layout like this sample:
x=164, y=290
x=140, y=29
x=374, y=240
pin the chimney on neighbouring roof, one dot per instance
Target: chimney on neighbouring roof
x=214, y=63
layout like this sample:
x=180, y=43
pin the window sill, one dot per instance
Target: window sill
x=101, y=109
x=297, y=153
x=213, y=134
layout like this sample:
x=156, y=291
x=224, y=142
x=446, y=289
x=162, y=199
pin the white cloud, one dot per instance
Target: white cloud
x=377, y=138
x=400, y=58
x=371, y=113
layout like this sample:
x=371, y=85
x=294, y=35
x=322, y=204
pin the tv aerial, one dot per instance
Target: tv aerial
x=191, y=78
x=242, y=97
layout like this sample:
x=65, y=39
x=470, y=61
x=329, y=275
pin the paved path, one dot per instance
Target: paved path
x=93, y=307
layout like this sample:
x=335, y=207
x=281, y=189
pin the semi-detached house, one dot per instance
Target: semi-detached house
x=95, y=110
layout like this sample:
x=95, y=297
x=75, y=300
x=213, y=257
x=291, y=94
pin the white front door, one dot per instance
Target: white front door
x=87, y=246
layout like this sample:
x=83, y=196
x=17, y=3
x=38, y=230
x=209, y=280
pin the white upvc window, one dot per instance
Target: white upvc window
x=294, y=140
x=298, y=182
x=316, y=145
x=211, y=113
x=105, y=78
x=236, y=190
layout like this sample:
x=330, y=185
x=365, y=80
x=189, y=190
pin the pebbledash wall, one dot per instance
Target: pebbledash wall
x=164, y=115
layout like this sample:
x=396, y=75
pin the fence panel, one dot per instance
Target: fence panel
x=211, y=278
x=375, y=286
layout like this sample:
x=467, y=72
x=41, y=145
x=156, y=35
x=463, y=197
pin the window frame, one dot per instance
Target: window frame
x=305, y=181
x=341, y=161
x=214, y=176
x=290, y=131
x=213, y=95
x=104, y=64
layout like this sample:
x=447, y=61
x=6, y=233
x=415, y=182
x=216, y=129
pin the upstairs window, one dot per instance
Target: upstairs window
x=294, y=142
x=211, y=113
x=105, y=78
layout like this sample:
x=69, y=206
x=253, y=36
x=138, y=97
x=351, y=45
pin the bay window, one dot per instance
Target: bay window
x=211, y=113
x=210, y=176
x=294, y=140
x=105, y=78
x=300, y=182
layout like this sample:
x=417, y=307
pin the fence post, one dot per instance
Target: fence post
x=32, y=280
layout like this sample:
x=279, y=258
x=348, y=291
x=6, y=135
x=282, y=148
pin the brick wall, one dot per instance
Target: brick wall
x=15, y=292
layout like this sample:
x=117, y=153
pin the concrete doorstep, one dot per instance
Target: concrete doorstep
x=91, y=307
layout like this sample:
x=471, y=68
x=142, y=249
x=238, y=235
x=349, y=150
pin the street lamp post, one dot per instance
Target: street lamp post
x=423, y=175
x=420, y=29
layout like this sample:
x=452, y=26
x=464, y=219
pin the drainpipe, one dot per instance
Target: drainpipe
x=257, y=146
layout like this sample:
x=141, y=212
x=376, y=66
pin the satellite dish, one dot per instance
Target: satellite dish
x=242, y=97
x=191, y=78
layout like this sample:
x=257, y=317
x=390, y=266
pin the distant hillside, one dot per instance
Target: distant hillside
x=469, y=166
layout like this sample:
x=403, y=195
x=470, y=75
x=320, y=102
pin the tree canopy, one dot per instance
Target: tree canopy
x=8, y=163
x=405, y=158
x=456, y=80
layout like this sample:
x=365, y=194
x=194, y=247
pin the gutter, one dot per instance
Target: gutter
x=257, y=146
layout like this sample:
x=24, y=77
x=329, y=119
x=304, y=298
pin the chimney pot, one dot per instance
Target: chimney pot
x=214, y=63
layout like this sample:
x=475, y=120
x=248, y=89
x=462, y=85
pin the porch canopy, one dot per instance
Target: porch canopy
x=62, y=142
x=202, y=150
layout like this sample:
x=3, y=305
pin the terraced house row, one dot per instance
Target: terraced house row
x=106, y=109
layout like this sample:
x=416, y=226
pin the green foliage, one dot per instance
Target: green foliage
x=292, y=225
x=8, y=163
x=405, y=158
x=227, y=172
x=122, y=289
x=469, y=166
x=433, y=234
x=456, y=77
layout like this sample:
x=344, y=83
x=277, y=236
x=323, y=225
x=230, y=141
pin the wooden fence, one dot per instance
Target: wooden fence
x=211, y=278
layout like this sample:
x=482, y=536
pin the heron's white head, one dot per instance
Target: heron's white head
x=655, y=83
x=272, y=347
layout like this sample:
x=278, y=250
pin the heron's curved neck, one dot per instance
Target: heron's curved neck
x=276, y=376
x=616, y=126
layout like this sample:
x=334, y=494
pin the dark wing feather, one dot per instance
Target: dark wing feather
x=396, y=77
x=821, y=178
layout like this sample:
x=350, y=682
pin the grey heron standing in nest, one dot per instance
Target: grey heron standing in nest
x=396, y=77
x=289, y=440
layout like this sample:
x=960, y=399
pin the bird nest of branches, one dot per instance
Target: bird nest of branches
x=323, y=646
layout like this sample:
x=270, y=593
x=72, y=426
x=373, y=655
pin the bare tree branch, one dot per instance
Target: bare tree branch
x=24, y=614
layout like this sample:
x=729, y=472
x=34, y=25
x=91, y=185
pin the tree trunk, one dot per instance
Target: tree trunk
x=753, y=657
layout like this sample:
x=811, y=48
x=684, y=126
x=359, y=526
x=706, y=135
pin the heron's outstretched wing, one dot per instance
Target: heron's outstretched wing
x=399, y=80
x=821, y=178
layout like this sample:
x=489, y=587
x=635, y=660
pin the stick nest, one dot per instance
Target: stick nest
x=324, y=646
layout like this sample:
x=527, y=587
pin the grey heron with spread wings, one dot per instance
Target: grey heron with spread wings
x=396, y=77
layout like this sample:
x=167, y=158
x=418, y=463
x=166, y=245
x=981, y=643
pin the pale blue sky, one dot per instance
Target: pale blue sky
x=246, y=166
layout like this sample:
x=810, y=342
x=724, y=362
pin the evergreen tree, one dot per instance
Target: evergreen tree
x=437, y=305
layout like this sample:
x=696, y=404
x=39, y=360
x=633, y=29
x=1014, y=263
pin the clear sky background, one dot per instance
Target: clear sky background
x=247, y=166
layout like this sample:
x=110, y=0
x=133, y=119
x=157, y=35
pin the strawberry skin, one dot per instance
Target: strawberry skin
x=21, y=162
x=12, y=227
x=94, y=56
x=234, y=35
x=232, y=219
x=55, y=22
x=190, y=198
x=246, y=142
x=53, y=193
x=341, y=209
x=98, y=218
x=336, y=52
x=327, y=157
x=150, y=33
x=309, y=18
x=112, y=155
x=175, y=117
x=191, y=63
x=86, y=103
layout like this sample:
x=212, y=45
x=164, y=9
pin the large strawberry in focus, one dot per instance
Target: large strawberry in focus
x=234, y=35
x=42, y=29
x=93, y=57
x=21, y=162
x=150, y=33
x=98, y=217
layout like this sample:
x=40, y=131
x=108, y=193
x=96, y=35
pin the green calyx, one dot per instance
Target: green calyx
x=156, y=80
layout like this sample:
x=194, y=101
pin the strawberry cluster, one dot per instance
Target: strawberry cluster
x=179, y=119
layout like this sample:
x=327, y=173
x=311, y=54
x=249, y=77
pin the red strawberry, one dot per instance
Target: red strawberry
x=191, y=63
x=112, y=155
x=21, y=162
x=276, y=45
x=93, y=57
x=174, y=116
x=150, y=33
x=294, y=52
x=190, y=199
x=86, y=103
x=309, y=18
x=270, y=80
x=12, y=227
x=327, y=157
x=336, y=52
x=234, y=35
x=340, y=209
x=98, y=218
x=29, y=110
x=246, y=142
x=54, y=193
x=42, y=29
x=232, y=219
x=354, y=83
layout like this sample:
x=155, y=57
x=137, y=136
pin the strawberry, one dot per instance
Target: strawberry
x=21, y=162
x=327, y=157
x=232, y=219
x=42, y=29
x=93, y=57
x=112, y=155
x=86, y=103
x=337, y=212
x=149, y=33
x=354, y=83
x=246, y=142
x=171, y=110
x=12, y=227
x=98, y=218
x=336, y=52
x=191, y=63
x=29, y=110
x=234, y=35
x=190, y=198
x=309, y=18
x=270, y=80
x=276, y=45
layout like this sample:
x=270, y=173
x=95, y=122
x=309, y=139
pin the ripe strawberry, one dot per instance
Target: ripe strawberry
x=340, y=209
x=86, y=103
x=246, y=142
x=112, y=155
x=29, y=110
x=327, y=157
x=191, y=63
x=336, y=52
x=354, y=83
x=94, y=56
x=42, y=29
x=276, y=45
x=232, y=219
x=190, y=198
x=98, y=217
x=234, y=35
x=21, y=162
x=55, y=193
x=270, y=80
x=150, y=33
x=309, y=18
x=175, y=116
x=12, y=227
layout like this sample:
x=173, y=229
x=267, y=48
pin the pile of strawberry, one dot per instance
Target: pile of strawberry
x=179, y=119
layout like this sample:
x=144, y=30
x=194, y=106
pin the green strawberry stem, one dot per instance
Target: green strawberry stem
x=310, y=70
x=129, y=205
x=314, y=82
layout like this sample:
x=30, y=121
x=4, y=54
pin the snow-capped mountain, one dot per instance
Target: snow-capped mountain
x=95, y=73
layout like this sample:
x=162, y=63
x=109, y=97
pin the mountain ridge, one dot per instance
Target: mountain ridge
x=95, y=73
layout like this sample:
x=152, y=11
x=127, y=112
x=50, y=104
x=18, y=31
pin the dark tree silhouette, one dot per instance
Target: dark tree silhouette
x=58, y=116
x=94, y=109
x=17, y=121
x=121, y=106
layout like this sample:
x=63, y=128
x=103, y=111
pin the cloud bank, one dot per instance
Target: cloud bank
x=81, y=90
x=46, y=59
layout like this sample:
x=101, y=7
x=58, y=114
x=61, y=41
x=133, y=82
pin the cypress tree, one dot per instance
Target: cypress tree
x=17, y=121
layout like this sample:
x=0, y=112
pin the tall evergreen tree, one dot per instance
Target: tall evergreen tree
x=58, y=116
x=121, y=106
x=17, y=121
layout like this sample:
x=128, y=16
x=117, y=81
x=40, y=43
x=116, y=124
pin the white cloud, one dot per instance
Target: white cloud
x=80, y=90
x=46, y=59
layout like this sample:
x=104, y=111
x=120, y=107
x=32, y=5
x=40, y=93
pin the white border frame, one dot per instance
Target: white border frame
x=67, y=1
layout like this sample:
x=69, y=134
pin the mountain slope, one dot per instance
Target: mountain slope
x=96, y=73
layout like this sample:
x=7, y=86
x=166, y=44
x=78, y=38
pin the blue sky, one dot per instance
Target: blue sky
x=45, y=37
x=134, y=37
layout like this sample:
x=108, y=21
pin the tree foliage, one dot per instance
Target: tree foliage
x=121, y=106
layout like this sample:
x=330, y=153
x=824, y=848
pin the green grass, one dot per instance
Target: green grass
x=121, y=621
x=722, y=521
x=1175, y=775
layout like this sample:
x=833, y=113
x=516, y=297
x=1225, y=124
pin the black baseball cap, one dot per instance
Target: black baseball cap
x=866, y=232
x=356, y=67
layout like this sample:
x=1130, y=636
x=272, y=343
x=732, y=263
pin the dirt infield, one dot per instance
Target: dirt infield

§ **Goal**
How many lines in the items above contain the string "canopy"? Case counts, and the reply should be the number alone.

§ **The completed task**
4